▶ Problem statement: Exactly reproduce all the records, keeping pictures out of the copy.

========================================

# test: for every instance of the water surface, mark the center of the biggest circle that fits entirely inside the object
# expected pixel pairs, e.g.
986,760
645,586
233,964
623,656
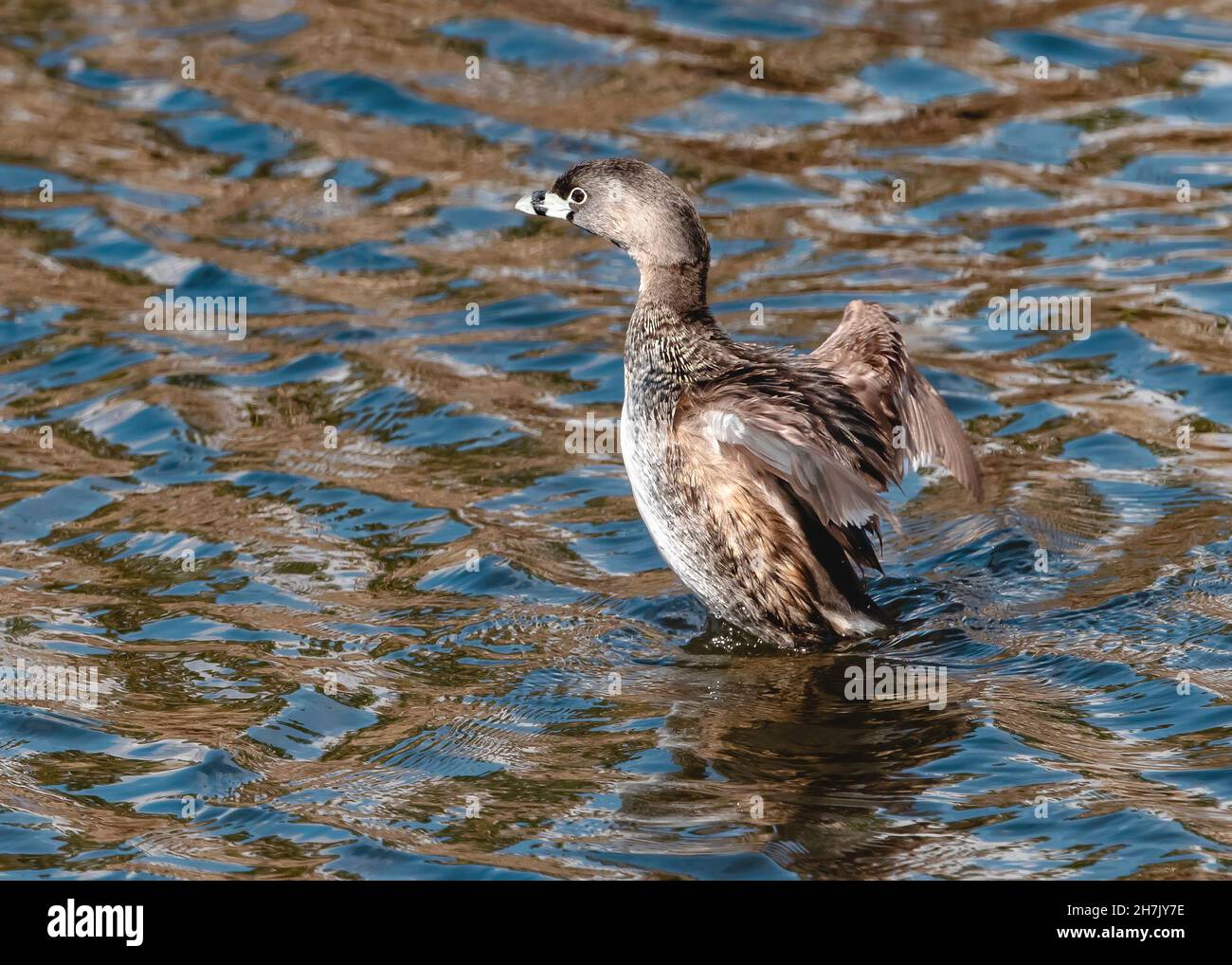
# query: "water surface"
446,647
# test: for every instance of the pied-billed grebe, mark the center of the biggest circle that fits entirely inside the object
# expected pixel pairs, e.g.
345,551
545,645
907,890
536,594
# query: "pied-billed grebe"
756,469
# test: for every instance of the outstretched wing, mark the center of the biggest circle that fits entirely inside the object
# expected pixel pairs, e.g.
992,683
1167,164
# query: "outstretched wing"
818,464
866,353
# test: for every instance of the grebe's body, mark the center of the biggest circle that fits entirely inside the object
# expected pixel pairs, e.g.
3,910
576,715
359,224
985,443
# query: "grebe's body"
755,469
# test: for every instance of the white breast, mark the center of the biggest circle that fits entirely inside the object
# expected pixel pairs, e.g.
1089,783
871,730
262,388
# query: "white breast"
641,447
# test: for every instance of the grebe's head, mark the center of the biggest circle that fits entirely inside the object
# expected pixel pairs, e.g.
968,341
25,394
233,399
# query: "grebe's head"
632,205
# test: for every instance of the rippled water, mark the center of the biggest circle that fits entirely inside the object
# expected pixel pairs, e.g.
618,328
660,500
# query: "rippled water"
447,647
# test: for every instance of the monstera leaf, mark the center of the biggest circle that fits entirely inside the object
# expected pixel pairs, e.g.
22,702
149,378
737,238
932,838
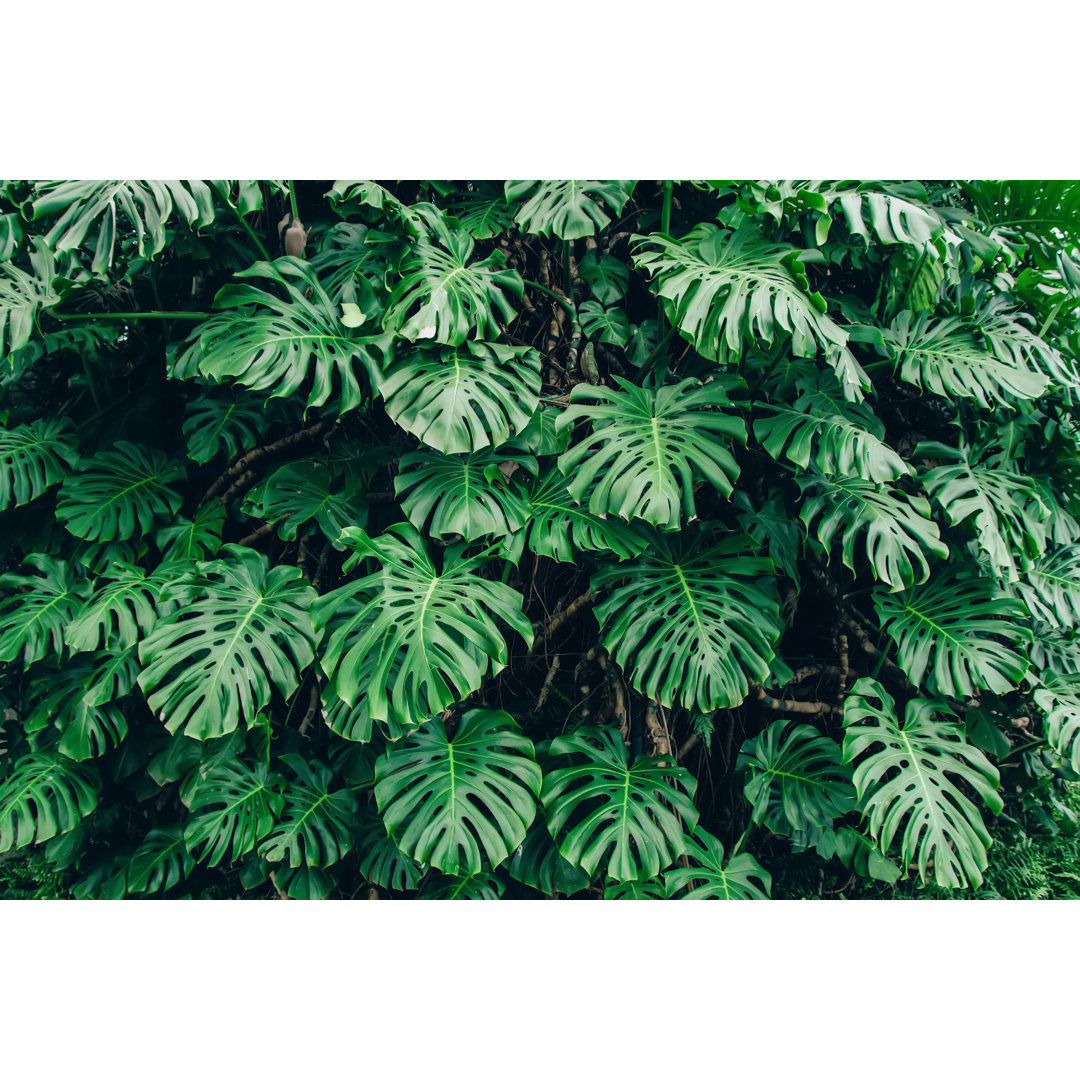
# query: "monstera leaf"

========================================

▶ The output:
# test: for every instance of the water surface, mark the center of the biggest circle that fits entirely inside the object
# expected pixel pairs, e.g.
986,760
645,586
233,964
623,656
# query: "water surface"
446,647
# test: for every instance of the pied-billed grebe, mark the center of the biggest circle that fits entirely inside the object
# expected pixel pairs, e.g.
345,551
545,645
907,890
536,594
# query: "pied-billed grebe"
756,469
# test: for every instance of the outstretched wing, mark the center of the biggest circle that fits entirely inside the object
# expected pixel pairs, e.g.
992,683
1167,164
# query: "outstretched wing"
818,464
866,353
# test: for every instance of the grebe's body, mark the center of the biggest circle that fits entirely inside the object
# expected pixel pairs, e.g.
3,910
576,715
359,224
985,443
# query: "grebe's body"
755,469
# test: for every instance of the white breast, mark the center of the biggest circle that fits entirely inside the object
# expected pixel pairs, e.g.
1089,783
871,730
262,388
# query: "white breast"
641,447
# test: for every instance of the grebe's head, mark the center of the biggest circle that fits entirely inside the object
# expected pixel pairs, e.g.
968,341
25,394
233,399
# query: "grebe's head"
632,205
# test: for every instance of the rippled water, mark the center of the biggest circle that fits entirely inside the object
# expected pixel pairs, e.g.
618,328
660,500
# query: "rippled water"
447,647
# test: for every instance of the monstera leaf, mark the center of the biggest circle that fits entirely inside the object
# expected pixel pairs, e.g.
22,702
149,378
737,238
932,838
# query: "monstera leaf"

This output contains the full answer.